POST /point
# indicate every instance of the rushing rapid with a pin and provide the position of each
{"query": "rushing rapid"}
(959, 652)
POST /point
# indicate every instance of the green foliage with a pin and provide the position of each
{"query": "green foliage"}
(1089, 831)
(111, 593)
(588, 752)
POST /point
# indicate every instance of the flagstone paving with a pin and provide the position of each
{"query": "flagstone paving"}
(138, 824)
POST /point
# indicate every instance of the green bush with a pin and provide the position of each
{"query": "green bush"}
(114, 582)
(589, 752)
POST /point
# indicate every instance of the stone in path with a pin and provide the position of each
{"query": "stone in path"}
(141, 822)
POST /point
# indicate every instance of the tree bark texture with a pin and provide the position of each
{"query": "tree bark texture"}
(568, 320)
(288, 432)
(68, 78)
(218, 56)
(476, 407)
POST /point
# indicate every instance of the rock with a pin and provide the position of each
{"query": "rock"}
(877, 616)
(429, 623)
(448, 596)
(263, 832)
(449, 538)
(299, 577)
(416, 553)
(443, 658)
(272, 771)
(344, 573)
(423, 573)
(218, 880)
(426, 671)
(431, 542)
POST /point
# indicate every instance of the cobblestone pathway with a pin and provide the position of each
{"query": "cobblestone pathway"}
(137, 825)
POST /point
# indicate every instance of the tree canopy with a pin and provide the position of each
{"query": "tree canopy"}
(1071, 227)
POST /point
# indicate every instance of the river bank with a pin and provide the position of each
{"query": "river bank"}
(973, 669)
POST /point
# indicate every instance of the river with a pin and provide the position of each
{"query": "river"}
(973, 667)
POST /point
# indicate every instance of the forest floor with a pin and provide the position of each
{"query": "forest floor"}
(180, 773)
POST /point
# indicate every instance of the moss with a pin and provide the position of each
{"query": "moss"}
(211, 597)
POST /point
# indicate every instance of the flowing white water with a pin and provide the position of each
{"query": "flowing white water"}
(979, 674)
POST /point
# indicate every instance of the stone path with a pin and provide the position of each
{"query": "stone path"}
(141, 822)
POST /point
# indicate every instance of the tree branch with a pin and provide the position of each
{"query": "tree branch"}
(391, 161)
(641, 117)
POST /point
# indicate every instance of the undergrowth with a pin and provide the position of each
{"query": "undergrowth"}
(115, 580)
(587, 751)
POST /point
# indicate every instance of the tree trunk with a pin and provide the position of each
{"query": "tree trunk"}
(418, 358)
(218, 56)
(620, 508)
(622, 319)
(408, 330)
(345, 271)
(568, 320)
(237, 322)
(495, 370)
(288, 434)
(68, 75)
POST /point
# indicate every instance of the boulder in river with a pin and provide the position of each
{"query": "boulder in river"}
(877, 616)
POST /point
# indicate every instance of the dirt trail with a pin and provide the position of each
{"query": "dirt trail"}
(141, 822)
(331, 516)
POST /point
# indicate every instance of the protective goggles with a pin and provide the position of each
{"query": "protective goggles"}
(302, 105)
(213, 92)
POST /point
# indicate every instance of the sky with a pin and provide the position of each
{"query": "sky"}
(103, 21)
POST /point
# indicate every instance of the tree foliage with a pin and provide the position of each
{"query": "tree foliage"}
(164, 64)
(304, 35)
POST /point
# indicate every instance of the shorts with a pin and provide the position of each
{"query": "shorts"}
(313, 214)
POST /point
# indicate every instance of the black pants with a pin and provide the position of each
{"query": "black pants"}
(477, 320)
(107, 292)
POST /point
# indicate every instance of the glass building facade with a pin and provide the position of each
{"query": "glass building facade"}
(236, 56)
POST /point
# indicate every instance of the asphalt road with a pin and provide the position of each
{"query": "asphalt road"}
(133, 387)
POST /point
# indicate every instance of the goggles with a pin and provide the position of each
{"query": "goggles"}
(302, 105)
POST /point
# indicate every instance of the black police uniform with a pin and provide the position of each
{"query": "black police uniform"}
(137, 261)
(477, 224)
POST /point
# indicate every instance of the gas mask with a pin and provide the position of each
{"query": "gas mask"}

- - - - - - -

— Aim of the exercise —
Restate the data above exactly, keeping each word as it stands.

— Task output —
POST /point
# indicate every instance of the rushing rapid with a pin and provide the position of each
{"query": "rushing rapid"}
(959, 652)
POST /point
# indicate every instance of the green foliage with a pin and provide the position of each
{"query": "green foliage"}
(1089, 831)
(111, 593)
(588, 752)
POST /point
# indicate every instance of the flagstone paving with a pin and provide the position of each
{"query": "flagstone paving"}
(138, 824)
POST /point
# indicate every instance of the green bush with a pin and provide the position of each
{"query": "green bush"}
(114, 582)
(589, 752)
POST /point
# indicate every instance of the stone in path with a pin and provide the position of each
{"query": "stone in path"}
(141, 822)
POST /point
# indicate every instance of the tree bark texture with a pin and provide the position of each
{"query": "tree bark texture"}
(568, 320)
(288, 432)
(68, 78)
(218, 56)
(476, 407)
POST /point
# indicate every instance of the rock with a pin and provide the position of each
{"query": "rock"}
(877, 616)
(429, 623)
(448, 596)
(263, 832)
(449, 538)
(299, 577)
(416, 553)
(443, 658)
(272, 771)
(344, 573)
(423, 573)
(218, 880)
(426, 671)
(431, 542)
POST /point
# indicate every instance of the cobblestone pathway with a pin and provide the position of each
{"query": "cobblestone pathway"}
(137, 825)
POST /point
# indicate every instance of the tree canopy with a pin and provide the position of each
{"query": "tree canopy"}
(1071, 227)
POST /point
# indicate every instance of the river bank with a pin and provide the position of each
{"query": "river bank"}
(973, 669)
POST /point
# indicate every instance of the river with a pin and provide the position of each
{"query": "river"}
(973, 667)
POST /point
# indicate every instance of the forest floor with a pin and provide the position of each
{"query": "forest floor"}
(180, 773)
POST /point
# indicate every instance of the moss with a pin and provide the position of each
{"query": "moss"}
(211, 597)
POST /point
# indicate every instance of the flowing white water with a pin and provide the position of each
{"query": "flowing white water"}
(979, 674)
POST /point
# indicate every instance of the stone path with a pin and provide the position of each
{"query": "stone path"}
(141, 822)
POST /point
# indicate every instance of the tree branch with a pin and provide the position of each
{"query": "tree branch"}
(391, 161)
(641, 117)
POST /point
# indicate every instance of the undergrowth with a pin and provide the position of each
{"query": "undergrowth"}
(115, 580)
(587, 751)
POST /point
# indicate every instance of the tree trunk with a pin and provide the position of each
{"query": "tree trunk"}
(418, 358)
(218, 56)
(620, 508)
(622, 319)
(408, 330)
(345, 271)
(568, 320)
(237, 322)
(495, 370)
(288, 434)
(68, 75)
POST /point
# indicate every instance of the boulder in river with a pin and provide the position of each
{"query": "boulder in river"}
(877, 616)
POST /point
# indicate every instance of the dirt trail with a pin and provide the position of each
{"query": "dirt trail"}
(141, 822)
(331, 516)
POST /point
# indicate every instance of the protective goggles with a pin and provide the position of each
{"query": "protective goggles"}
(302, 105)
(213, 92)
POST /point
# indicate every instance of the sky with a pin and provide the position of each
{"query": "sky"}
(103, 21)
POST /point
# indicate every instance of the tree foliage with a pin and provide the position of each
{"query": "tree foliage"}
(164, 64)
(304, 35)
POST /point
# indicate every instance of the shorts with a pin and provide the position of each
{"query": "shorts"}
(313, 214)
POST /point
# indicate every instance of the black pants with a pin and provide the position of each
{"query": "black pants"}
(477, 320)
(107, 292)
POST /point
# indicate every instance of the glass building facade with a pin and provide the position of each
{"query": "glass building facade"}
(236, 56)
POST /point
# indicate every instance of the asphalt road with a pin and provide the position of each
{"query": "asphalt road"}
(133, 387)
POST /point
# indicate every instance of the goggles with a pin and provide the position of each
{"query": "goggles"}
(302, 105)
POST /point
# indicate every instance of the black police uniform with a pin and provide the position of each
{"query": "black police uniform"}
(137, 261)
(477, 224)
POST /point
# indicate every instance of the gas mask with a pin and provide the position of each
{"query": "gas mask"}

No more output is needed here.